**TEXT SHOWN**
____________________
USA and France ready to help Haiti, as violence steams up
At least 50 have already died in clashes between the police and armed rebels aiming to oust President Jean Bertrand Aristide.
As hundreds of paramilitaries cross the border from neighboring Dominican Republic to join rebel forces, France and the United States speed up financial aid to avoid a certain humanitarian crisis in Haiti. The situation went worse since the beginning of this week, when armed rebels proclaimed a free Republic in their stronghold, the northern city of Gonaives, as president Jean Bertrand Aristide refused once more to resign to his post.
According to the last reports from the Capital, Port-Au-Prince, the US ambassador James Foley, confirmed yesterday his government would deliver $1 million to finance a special mission from the Organization of American States (OAS) to fuel a peace plan conceive by the Caribbean Community (Caricom). “ We ask the opposition to condemn the insurrection and collaborate with the Caricom”, said Foley to the press after wiring funds.
At the same time, French Foreign Minister Dominique de Villepin said France was ready to offer humanitarian assistance to Haiti, but was non-committal about whether France would send a peacekeeping force to the Caribbean nation. Villepin told local reporters he had asked a crisis group to meet at the Foreign Ministry later yesterday to consider what immediate help could be offered to Haiti, where at least 50 people have been killed in the revolt against President Jean-Bertrand Aristide.
"We have the means and many friendly countries are mobilized and ready to act. We have to find a way to do this in liaison with the different Haitian parties," Villepin said. He said France could use its overseas territories of Antilles and Guyana as platforms for its efforts to help Haiti.
In New York, U.N. officials said last week that hundreds of thousands of Haitians could go hungry if the violence continued. And the violence continues, as former soldiers took Haiti's rebellion to the key central city of Hinche, torching the police station and freeing prisoners as President Jean-Bertrand Aristide appealed for international help to end an 11-day-old uprising.
____________________
**Point annotation dataset entries**
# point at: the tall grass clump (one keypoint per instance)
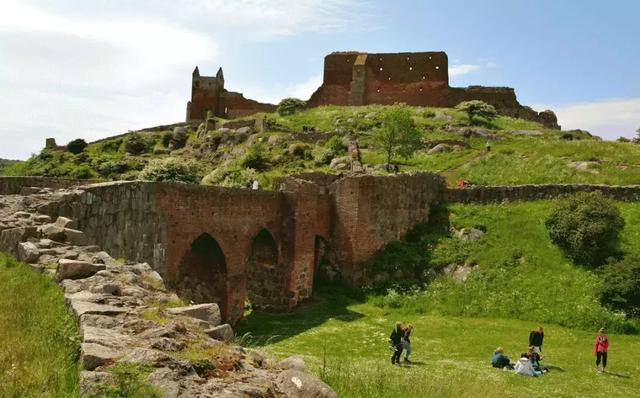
(39, 341)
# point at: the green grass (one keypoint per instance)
(39, 343)
(344, 341)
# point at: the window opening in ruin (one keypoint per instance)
(265, 278)
(202, 274)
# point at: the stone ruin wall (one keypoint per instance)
(419, 79)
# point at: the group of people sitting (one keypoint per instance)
(529, 362)
(400, 339)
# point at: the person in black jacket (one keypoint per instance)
(535, 339)
(396, 343)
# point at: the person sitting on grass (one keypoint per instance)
(524, 366)
(600, 348)
(407, 343)
(396, 343)
(499, 360)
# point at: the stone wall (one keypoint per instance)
(14, 185)
(500, 193)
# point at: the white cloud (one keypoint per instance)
(607, 118)
(462, 69)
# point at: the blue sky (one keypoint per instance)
(95, 68)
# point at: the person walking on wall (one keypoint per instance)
(396, 343)
(536, 338)
(600, 348)
(406, 342)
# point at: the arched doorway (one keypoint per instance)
(265, 278)
(202, 273)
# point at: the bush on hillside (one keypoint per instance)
(289, 106)
(76, 146)
(256, 158)
(620, 290)
(172, 169)
(398, 135)
(136, 144)
(586, 227)
(477, 108)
____________________
Continue the news report on the violence in Haiti, picking up right after its final sentence.

**FINAL RESULT**
Fearing an exodus, U.N. High Commissioner for Refugees Ron Redmond said the agency was meeting in Washington with U.S. and Caribbean officials to discuss how to cope with any flight of Haitians. UNHCR officials also have met with Cuban authorities, he said.
Rebels now control most roads and have cut off northern Haiti by chasing police from a dozen towns. "Blood has flowed in Hinche," Aristide told reporters late Monday, saying he had asked for technical assistance from the Organization of American States. "It may be that the police cannot cope with this kind of attack."
Tensions exploded into open revolt this month after gunmen who once backed Aristide took control of the city of Gonaives, where Haiti's slaves declared independence from France in 1804. They say Mr. Aristide's party won flawed elections in 2000 and has to resign. At the same time, the legal opposition refuses to take part in a new election unless Mr. Aristide resigns, which he refuses to do before his term ends in 2006.
Haiti has been Latin American poorest country for decades. Last month, Haiti marked 200 years as an independent State from the French Empire. The anniversary sparked the protests against authorities all over the country.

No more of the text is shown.